PROVIDED RECORDS –

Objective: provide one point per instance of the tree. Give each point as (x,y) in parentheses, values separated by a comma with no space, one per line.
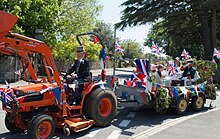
(77,16)
(60,19)
(132,49)
(106,33)
(33,15)
(142,11)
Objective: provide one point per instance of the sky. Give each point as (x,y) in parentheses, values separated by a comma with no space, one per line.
(111,14)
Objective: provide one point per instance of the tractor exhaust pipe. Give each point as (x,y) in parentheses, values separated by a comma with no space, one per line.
(6,23)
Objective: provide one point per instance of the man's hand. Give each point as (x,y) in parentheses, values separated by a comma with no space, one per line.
(188,77)
(73,76)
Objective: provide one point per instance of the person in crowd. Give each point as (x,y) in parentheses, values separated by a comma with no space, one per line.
(158,74)
(79,72)
(190,75)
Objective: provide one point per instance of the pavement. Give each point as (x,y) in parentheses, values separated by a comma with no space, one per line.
(202,125)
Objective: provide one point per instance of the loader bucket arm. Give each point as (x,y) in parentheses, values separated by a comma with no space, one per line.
(6,23)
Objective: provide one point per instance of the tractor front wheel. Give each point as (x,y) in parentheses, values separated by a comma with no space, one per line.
(41,127)
(181,106)
(198,102)
(101,106)
(11,126)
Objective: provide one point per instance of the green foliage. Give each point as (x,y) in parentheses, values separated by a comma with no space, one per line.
(163,100)
(132,49)
(106,33)
(181,24)
(33,15)
(59,19)
(77,16)
(67,49)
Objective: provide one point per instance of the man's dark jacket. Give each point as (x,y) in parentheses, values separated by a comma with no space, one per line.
(84,69)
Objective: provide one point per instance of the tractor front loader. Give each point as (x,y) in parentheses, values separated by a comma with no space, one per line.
(41,106)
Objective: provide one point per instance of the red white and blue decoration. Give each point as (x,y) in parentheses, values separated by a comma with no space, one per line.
(185,54)
(155,48)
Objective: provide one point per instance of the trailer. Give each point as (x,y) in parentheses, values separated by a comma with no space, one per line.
(138,89)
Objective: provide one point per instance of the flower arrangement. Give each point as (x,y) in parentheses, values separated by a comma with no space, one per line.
(210,91)
(163,100)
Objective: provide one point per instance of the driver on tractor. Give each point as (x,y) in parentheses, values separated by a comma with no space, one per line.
(80,73)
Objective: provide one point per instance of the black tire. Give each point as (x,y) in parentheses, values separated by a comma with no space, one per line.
(39,125)
(181,106)
(197,103)
(11,126)
(101,106)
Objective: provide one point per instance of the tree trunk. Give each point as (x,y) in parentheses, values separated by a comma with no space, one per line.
(214,29)
(203,16)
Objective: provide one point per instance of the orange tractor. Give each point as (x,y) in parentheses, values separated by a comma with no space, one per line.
(42,106)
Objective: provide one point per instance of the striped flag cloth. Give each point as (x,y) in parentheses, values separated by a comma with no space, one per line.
(118,48)
(155,48)
(185,54)
(216,53)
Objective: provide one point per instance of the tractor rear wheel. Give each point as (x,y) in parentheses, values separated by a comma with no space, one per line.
(11,126)
(181,106)
(198,102)
(101,106)
(41,127)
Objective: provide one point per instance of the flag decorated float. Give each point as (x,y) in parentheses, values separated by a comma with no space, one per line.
(140,89)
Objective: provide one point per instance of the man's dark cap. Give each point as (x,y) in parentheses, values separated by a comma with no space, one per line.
(79,49)
(189,61)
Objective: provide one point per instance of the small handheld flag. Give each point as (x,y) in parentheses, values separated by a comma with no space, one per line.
(155,48)
(185,54)
(216,53)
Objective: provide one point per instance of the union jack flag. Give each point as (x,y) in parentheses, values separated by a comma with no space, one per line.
(216,53)
(18,72)
(142,65)
(118,48)
(172,70)
(185,54)
(155,48)
(6,95)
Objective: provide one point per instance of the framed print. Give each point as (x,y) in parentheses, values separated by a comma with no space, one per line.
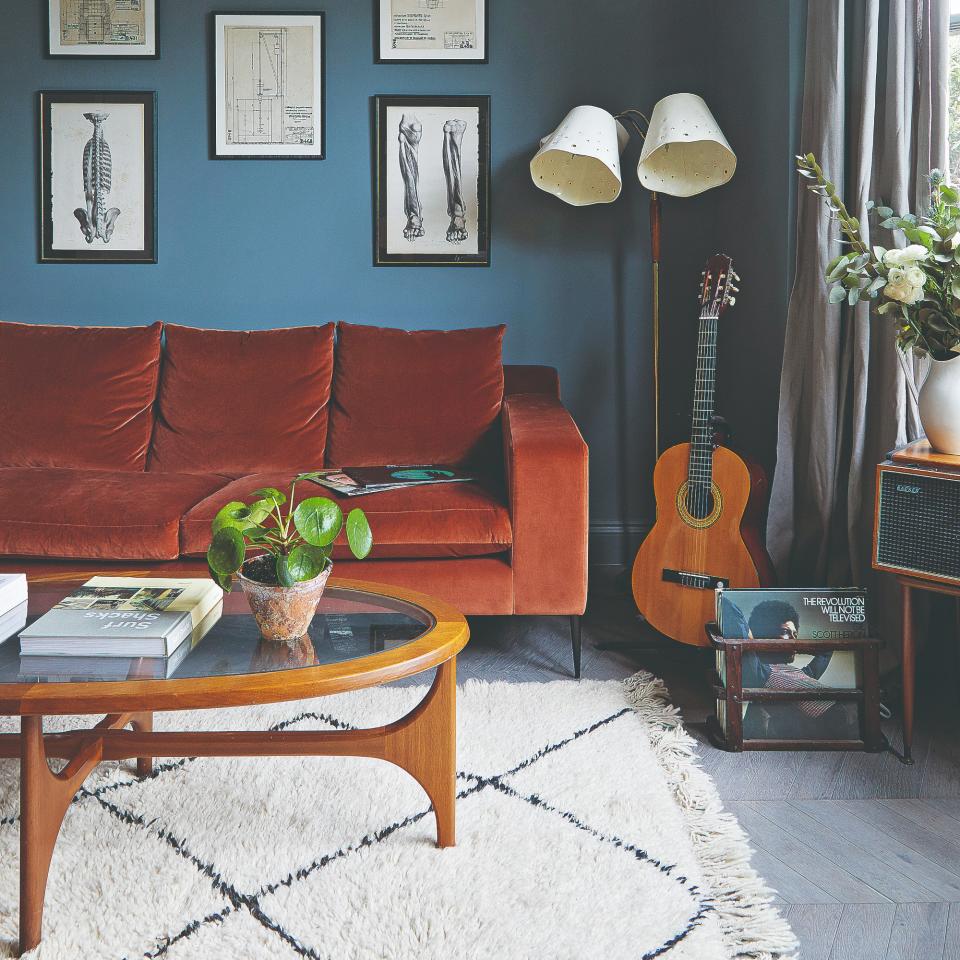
(102,28)
(268,86)
(432,191)
(98,177)
(431,31)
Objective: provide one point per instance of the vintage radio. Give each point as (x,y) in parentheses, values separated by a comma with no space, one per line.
(916,528)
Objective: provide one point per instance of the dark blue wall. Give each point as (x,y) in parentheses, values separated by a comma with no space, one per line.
(261,243)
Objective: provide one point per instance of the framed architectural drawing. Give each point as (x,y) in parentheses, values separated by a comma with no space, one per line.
(268,86)
(102,28)
(431,31)
(432,191)
(98,177)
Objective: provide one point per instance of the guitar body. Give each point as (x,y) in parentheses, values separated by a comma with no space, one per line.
(675,572)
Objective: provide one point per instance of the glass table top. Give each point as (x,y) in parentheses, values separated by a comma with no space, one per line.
(348,624)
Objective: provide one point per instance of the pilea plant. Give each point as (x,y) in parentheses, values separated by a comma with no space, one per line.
(297,536)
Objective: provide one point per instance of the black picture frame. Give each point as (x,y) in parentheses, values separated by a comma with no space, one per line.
(216,153)
(381,199)
(50,54)
(378,55)
(98,252)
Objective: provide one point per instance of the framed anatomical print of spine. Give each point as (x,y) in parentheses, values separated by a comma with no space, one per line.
(102,28)
(432,192)
(431,31)
(98,177)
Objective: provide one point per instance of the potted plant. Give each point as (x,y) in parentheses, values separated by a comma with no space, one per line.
(282,556)
(917,285)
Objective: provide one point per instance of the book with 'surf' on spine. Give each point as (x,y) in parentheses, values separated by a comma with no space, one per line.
(122,617)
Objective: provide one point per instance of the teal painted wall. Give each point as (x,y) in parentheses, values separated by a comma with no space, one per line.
(259,243)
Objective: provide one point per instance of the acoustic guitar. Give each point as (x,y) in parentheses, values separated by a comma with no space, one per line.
(709,501)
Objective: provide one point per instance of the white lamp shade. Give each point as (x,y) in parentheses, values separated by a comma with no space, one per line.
(580,161)
(685,152)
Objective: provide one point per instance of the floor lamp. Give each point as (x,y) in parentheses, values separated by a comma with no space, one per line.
(684,153)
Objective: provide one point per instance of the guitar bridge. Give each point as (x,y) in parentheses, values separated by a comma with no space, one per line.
(699,581)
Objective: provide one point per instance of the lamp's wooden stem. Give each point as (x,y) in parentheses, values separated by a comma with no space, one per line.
(655,261)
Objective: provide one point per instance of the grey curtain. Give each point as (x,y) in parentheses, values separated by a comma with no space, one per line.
(875,114)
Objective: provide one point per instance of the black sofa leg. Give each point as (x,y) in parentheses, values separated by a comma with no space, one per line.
(575,637)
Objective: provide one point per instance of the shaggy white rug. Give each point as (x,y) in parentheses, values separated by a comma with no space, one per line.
(584,827)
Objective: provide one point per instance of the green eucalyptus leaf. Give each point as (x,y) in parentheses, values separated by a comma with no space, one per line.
(226,551)
(359,534)
(318,520)
(306,562)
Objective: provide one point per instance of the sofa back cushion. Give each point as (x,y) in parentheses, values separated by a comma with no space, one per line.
(77,396)
(427,396)
(234,403)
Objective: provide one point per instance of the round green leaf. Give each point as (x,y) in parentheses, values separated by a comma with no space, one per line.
(359,534)
(272,495)
(234,514)
(226,551)
(306,562)
(318,520)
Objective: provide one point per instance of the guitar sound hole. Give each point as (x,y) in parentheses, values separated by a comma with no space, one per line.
(699,502)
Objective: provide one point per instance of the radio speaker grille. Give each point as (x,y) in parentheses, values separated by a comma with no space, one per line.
(918,524)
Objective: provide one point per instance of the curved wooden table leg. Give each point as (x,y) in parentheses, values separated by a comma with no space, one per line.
(424,743)
(44,799)
(143,723)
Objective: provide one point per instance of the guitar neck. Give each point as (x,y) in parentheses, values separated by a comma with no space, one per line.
(701,433)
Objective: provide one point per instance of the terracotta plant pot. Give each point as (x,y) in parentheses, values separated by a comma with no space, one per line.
(283,613)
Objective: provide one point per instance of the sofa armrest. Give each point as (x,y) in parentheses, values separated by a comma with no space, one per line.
(546,463)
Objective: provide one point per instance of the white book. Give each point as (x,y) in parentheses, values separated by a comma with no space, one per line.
(122,617)
(13,590)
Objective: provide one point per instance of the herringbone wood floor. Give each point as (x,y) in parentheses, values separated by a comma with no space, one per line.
(864,852)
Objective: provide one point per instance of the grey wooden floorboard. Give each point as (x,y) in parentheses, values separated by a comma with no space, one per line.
(802,858)
(789,885)
(919,931)
(864,932)
(899,858)
(926,842)
(926,815)
(951,945)
(849,856)
(815,926)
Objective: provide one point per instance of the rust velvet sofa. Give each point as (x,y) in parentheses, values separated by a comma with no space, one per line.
(119,444)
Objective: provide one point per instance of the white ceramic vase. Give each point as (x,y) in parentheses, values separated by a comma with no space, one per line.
(940,405)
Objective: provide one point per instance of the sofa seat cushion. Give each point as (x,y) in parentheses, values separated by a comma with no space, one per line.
(427,396)
(100,514)
(77,396)
(444,520)
(237,402)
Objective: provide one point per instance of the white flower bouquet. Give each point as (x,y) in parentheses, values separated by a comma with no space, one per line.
(919,284)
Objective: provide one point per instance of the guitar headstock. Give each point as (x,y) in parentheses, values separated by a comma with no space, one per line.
(716,286)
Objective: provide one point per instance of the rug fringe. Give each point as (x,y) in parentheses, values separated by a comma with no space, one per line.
(752,926)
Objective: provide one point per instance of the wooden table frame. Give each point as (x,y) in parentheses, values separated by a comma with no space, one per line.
(423,742)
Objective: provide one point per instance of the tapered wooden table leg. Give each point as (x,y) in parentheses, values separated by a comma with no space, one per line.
(143,723)
(424,743)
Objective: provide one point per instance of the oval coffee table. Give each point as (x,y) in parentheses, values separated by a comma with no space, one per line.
(363,635)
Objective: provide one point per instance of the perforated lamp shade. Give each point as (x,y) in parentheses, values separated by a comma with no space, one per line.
(580,161)
(684,152)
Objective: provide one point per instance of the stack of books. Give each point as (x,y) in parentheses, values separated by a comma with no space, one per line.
(13,603)
(357,481)
(121,627)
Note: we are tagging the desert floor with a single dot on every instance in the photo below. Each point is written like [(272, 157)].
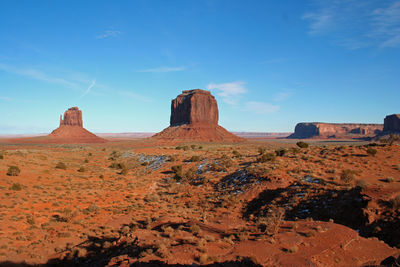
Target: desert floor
[(142, 202)]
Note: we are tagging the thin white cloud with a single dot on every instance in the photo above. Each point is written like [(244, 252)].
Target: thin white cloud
[(261, 108), (228, 91), (36, 74), (282, 96), (89, 88), (5, 98), (108, 34), (135, 96), (164, 69), (356, 24)]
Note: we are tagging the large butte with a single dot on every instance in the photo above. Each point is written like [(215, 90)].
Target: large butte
[(194, 117)]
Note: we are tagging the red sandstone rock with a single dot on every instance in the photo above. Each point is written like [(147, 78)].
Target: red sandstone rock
[(194, 117), (72, 117), (392, 123), (335, 130), (71, 130)]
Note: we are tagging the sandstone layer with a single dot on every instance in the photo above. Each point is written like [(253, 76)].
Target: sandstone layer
[(391, 123), (194, 117), (335, 130), (71, 130)]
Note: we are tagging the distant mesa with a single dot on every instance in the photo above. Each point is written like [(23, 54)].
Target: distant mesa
[(391, 124), (71, 130), (335, 130), (194, 117)]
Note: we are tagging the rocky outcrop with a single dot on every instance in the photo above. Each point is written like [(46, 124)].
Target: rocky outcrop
[(391, 124), (194, 117), (72, 117), (71, 130), (335, 130)]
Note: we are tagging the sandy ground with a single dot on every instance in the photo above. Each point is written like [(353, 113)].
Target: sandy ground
[(124, 202)]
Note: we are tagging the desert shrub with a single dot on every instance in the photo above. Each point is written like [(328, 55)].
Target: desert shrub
[(13, 171), (302, 144), (371, 151), (389, 180), (267, 157), (118, 166), (61, 165), (16, 187), (280, 152), (395, 202), (195, 229), (347, 176), (362, 184), (236, 154), (194, 158)]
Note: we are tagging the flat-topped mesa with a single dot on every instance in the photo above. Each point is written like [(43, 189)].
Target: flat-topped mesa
[(194, 117), (194, 107), (392, 123), (335, 130), (72, 117)]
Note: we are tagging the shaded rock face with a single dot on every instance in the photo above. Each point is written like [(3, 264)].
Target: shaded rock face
[(335, 130), (72, 117), (194, 117), (194, 107), (392, 123), (71, 130)]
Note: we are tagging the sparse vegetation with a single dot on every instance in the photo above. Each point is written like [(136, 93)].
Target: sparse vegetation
[(61, 165), (302, 144), (13, 171)]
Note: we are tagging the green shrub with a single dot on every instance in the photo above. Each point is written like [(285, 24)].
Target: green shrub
[(13, 171), (347, 176), (16, 187), (267, 157), (194, 159), (236, 154), (61, 165), (280, 152), (302, 144), (371, 151)]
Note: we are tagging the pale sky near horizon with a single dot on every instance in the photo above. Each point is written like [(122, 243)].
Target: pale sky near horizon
[(270, 64)]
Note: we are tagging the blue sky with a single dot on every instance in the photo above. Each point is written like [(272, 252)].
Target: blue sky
[(270, 64)]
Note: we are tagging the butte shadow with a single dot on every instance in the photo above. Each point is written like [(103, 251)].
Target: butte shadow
[(194, 117)]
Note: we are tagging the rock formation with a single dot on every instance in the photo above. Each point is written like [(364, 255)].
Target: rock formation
[(391, 124), (194, 117), (335, 130), (71, 130)]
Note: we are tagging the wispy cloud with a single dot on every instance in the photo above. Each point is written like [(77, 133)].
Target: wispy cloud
[(36, 74), (89, 88), (356, 24), (261, 108), (135, 96), (108, 34), (164, 69), (5, 98), (228, 91), (282, 96)]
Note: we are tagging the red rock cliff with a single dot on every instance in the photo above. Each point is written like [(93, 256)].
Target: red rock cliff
[(72, 117), (335, 130), (194, 107), (392, 123)]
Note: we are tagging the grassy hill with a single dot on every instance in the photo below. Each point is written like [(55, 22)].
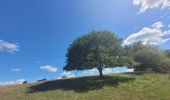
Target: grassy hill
[(148, 86)]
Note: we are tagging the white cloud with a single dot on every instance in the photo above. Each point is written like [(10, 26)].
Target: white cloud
[(67, 74), (16, 70), (149, 4), (149, 35), (20, 81), (49, 68), (94, 71), (8, 47)]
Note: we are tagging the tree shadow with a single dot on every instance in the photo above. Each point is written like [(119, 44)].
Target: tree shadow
[(82, 84)]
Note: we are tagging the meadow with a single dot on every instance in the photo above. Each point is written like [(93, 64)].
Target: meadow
[(127, 86)]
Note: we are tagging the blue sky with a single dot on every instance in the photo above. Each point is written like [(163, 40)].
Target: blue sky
[(35, 34)]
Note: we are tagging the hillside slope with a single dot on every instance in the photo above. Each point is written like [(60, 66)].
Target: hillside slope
[(148, 86)]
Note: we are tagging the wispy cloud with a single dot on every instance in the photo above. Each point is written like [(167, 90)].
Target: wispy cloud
[(108, 70), (20, 81), (149, 4), (66, 75), (49, 68), (153, 34), (8, 47), (16, 70)]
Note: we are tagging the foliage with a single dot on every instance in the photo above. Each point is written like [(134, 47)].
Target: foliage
[(98, 49), (148, 86), (167, 53)]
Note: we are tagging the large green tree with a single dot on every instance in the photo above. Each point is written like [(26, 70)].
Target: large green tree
[(98, 49)]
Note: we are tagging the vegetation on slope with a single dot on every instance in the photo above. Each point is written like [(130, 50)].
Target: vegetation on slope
[(148, 86)]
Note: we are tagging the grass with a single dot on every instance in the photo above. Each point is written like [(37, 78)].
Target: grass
[(149, 86)]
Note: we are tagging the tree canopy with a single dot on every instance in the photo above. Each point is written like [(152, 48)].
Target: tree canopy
[(98, 49)]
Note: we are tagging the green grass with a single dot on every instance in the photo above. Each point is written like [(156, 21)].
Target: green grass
[(148, 86)]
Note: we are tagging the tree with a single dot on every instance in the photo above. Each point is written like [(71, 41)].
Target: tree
[(98, 49)]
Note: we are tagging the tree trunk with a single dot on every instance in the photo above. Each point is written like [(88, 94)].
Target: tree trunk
[(100, 72)]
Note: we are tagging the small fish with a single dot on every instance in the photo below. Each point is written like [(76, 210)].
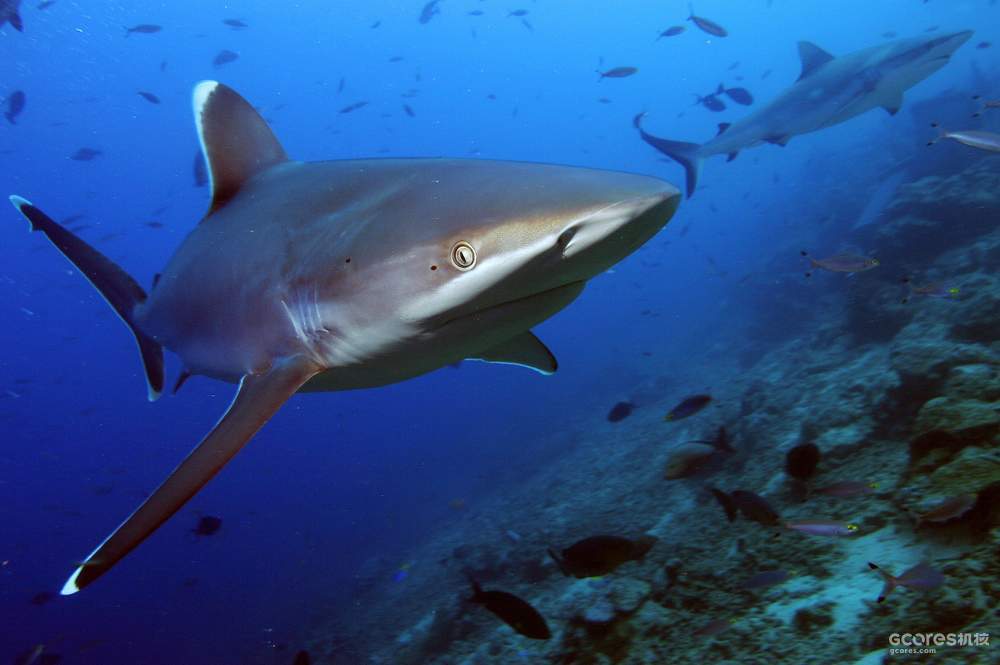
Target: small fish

DO THIS – Take only the line containing "Note: we are tagging the large green" and every line after it to the end of the entries, and copy them exactly, pictures excluded.

TASK SOLUTION –
Note: we are tagging the large green tree with a single dot on every instance in the photo above. Each point is written like [(26, 70)].
Target: large green tree
[(98, 49)]
Note: we are tagging the vegetation on slope with a single dot on every instance in the photo above. Each point is written like [(130, 50)].
Target: vegetation on slope
[(148, 86)]
Note: we are tagging the grass with a single dot on every instance in the photo above. Each point is written like [(37, 78)].
Target: grass
[(149, 86)]
Note: we are tagging the tree canopy with a single dot on every instance in the photo above. Each point is written like [(152, 48)].
Target: tree canopy
[(98, 49)]
Note: we are tagging the green grass with a single dot on every instance in the photo above. Each point is written like [(156, 21)].
Target: green grass
[(148, 86)]
Note: we are tagging the tree with a single dot on every instance in the photo above. Each point is written like [(71, 41)].
Target: tree
[(98, 49)]
Note: we are tagging the tree trunk with a single dot on every instance in the photo above. Each point is written like [(88, 94)].
Target: tree trunk
[(100, 72)]
Note: we are tagging the small fish with a single dot on every instance in the photo below. Each point is written like [(76, 210)].
Target: small fish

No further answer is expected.